Trecho do documento —
Quando se perde a vergonha, perde-se o próprio sentido da vida. Pois, a vergonha é ultrajante. E, se há quem aceite ultrajar-se ou ser ultrajado, nada e ninguém restam para respeitar ou ser respeitado. Se não nos respeitarmos a nós mesmos, se não respeitarmos instituições legítimas ou o senso moral definido por décadas de tentativas e erros – estaremos negando-nos como seres civilizados, como comunidades sólidas. O Brasil está desafiado a definir-se: somos nação ou, apenas, povo ocupando, desordenadamente, um território?

Escolhendo, por uma maioria de eleitores, homens despreparados, fanáticos, medíocres, carregados de ódios para comandar este país – ao fazê-lo, cometemos uma vergonha histórica, repetindo o que fizeram os estadunidenses ao entregarem o poder a um extremista como Trump. E não se trata mais de alegar respeito à escolha de maiorias, porque maiorias também erram. Maiorias podem ser manipuladas. Maiorias têm, também, o seu momento de irresponsabilidade. Maiorias condenaram inocentes e glorificaram bandidos. Vide o voto popular para escolher Jesus ou Barrabás.

Tarefas propostas —
- 1) Enumere todos os qualificativos que o trecho sobre a vergonha atribui aos homens escolhidos por uma maioria de eleitores.
- 2) Responda às perguntas abaixo com base no trecho sobre a vergonha.
(a) O que se perde quando se perde a vergonha?
(b) A quem os estadunidenses entregaram o poder?
(c) Que voto popular é citado como exemplo?
- 3) Prolongue o texto sobre a vergonha e o erro das maiorias a partir do ponto em que ele termina.

Linhas fornecidas —
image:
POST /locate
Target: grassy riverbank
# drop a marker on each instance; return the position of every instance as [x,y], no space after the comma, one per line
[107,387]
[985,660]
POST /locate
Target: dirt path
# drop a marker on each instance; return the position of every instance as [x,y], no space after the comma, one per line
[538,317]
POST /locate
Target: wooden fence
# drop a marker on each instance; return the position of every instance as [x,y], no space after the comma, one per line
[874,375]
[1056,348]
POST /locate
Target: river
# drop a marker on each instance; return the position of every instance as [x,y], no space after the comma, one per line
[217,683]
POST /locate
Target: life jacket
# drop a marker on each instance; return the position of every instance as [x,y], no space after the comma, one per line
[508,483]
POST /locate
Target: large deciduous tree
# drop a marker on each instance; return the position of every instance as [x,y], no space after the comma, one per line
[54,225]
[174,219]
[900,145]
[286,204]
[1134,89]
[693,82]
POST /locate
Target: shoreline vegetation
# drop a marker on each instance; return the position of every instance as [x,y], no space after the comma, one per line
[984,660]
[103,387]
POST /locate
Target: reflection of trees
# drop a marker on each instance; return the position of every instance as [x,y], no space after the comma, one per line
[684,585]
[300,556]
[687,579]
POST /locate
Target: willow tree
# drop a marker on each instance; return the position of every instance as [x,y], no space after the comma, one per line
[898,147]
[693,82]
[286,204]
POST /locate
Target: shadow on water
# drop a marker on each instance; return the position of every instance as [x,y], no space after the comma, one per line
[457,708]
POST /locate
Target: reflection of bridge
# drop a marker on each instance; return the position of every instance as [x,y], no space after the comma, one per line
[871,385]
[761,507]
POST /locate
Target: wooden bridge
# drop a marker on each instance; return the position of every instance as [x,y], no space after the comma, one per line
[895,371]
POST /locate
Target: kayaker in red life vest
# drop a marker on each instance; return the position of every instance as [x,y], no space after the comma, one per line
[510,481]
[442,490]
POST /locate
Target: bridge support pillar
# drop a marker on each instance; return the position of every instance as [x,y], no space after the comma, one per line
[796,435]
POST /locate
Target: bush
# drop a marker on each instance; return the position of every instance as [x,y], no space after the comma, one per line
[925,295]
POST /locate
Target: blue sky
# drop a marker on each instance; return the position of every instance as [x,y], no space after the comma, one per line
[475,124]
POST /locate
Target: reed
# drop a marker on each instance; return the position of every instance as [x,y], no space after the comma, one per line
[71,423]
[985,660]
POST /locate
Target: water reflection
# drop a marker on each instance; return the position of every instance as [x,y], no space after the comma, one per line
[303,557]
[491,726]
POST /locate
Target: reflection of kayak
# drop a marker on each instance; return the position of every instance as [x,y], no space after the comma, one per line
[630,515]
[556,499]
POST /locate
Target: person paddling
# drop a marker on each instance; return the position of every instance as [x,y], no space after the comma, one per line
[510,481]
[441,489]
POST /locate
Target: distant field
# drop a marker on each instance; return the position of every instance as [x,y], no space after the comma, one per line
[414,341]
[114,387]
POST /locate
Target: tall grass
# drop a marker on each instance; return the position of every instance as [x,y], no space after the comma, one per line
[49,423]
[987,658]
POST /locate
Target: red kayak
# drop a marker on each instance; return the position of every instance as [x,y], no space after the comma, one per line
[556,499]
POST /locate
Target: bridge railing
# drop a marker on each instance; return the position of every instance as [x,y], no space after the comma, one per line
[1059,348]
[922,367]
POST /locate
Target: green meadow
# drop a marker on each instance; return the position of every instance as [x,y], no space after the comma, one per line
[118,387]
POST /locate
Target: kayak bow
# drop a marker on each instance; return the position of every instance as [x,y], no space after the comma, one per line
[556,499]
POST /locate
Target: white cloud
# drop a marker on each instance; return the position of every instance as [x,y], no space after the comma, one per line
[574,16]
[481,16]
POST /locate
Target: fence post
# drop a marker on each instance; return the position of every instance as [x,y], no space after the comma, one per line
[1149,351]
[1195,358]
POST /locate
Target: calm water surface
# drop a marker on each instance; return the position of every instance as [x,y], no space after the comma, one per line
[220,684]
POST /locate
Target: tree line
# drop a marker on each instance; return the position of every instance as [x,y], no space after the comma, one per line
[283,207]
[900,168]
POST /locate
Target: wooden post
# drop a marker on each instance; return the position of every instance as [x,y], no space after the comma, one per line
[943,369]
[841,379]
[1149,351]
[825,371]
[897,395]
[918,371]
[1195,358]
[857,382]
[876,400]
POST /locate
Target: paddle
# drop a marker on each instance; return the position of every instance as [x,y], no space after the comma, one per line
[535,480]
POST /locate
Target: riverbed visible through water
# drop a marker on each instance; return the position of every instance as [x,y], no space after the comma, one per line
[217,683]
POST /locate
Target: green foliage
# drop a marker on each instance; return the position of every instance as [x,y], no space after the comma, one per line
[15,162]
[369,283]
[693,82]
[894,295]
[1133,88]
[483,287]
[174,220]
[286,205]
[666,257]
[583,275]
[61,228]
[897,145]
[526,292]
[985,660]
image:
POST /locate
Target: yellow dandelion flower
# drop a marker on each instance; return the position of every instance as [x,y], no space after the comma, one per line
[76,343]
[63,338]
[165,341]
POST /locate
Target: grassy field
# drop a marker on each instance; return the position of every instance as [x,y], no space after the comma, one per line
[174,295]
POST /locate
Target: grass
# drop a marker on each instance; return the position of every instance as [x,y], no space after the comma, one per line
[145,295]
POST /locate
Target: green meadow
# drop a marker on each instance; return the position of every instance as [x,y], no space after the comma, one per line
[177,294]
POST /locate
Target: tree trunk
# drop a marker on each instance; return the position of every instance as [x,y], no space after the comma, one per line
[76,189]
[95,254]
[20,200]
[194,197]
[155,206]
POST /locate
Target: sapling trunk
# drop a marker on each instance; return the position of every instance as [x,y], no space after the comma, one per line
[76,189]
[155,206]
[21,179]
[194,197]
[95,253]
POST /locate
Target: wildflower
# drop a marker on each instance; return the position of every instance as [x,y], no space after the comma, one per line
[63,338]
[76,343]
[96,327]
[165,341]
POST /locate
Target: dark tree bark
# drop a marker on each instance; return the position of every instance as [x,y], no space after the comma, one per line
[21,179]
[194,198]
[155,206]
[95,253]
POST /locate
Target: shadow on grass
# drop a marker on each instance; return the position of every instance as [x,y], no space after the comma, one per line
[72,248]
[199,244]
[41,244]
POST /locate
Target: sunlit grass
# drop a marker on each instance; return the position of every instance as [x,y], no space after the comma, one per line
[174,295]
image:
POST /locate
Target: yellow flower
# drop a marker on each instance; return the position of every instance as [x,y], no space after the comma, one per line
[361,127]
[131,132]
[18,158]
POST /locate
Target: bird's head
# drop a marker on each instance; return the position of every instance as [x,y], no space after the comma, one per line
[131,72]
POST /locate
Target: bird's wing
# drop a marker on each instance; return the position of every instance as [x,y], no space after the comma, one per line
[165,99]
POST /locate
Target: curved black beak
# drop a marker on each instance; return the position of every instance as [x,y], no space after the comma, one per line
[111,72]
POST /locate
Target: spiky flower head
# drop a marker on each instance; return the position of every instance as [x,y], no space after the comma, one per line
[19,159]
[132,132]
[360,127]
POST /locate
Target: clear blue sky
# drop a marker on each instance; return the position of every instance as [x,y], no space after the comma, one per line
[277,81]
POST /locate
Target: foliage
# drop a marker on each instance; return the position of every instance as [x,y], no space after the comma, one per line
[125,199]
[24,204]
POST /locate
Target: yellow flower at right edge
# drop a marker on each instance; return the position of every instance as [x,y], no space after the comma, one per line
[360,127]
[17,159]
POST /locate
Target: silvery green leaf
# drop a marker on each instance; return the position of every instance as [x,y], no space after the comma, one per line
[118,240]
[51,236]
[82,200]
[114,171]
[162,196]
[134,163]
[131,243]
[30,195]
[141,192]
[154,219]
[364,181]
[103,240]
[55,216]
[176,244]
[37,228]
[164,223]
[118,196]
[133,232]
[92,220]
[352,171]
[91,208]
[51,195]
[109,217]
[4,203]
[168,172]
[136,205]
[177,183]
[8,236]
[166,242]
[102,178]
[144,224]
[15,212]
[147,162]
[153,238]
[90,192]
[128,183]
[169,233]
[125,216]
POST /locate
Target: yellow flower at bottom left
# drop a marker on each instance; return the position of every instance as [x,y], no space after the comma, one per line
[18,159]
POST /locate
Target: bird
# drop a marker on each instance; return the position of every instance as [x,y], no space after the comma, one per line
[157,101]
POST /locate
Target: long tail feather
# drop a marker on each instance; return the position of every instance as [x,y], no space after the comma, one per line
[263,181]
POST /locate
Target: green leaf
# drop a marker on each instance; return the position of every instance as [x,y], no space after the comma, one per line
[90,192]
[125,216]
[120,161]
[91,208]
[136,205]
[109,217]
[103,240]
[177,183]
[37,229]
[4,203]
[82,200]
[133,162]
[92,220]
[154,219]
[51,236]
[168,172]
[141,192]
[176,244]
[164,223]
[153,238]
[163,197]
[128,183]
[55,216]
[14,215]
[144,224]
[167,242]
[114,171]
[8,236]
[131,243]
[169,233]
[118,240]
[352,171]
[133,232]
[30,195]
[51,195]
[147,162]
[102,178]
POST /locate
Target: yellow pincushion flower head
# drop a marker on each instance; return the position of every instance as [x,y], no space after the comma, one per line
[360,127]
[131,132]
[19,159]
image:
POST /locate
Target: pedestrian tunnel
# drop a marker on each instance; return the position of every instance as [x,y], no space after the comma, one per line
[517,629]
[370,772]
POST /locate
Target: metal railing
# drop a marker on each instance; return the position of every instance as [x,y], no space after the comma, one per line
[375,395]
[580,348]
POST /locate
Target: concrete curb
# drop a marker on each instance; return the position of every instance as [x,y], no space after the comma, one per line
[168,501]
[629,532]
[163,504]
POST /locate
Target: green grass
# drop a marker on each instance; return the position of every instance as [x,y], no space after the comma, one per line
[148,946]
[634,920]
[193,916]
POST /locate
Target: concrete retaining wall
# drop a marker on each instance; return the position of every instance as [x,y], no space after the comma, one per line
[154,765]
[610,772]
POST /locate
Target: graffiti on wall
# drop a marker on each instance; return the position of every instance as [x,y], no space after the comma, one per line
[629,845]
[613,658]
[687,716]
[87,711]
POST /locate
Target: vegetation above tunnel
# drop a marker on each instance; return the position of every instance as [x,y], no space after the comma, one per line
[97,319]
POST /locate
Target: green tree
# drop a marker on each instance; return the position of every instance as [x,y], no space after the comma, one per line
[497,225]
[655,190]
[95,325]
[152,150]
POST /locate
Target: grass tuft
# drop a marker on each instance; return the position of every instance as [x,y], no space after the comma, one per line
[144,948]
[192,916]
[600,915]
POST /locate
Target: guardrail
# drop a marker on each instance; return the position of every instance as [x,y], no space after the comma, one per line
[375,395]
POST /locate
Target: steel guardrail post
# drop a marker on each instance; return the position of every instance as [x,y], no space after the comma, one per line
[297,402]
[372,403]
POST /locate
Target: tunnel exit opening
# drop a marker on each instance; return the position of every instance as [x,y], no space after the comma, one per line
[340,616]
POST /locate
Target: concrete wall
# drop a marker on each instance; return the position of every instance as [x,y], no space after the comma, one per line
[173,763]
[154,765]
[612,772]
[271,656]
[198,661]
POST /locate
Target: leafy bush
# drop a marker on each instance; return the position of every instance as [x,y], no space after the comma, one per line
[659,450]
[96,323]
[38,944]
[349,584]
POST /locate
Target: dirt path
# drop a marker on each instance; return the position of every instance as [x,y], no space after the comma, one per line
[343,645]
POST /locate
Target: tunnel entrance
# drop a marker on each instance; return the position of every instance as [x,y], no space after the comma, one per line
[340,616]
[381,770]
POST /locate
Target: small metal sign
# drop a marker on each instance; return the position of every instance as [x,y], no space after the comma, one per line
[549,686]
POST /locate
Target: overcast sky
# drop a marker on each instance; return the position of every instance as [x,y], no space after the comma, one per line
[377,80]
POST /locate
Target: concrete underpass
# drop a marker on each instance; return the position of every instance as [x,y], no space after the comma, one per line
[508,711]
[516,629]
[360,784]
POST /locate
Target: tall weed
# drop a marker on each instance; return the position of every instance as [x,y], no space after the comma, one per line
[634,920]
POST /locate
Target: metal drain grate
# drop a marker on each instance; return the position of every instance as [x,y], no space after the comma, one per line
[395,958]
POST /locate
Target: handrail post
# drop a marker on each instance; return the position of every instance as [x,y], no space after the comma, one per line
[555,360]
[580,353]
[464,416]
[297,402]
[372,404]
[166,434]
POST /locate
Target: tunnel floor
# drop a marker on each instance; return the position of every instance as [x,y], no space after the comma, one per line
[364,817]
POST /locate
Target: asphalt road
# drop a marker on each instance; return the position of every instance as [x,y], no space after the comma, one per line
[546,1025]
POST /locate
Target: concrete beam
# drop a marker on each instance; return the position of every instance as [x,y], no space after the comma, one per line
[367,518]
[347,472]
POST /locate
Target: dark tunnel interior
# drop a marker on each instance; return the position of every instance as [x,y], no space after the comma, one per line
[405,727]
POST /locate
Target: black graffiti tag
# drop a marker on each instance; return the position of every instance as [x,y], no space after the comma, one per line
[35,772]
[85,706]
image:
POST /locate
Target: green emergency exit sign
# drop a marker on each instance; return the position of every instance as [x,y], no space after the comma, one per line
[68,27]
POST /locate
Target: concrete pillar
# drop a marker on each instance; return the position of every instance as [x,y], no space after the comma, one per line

Respostas do exercício —
- 1) despreparados; fanáticos; medíocres; carregados de ódios

- 2)
(a) O próprio sentido da vida.
(b) A um extremista como Trump.
(c) O voto popular para escolher Jesus ou Barrabás.

- 3)
Votar em quem não se conhece – repito-o e repito-me – é tão grave quando deixar um filho à guarda de desconhecidos. No homem de consciência bem formada, habita o reconhecimento pelo erro, especialmente quando tantos males este causou a tantos outros. Digo-o com experiência de causa, de vergonha de um meu voto irresponsável. Pois votei, sim, em Fernando Collor no segundo turno daquela eleição. Meu candidato, Leonel Brizola, não chegara ao segundo turno. E Collor – um desconhecido, farsante, “caçador de marajás” – era a alternativa para derrotar o metalúrgico em ascensão, Lula. Votei, então, em Collor para não votar em Lula. Aviltei o meu voto, mesmo alegando ter escolhido o “mal menor”. Ora, não há mal maior ou menor. Mal é mal. Menor ou maior é aquilo que o mal causa. Collor causou-nos um grande mal.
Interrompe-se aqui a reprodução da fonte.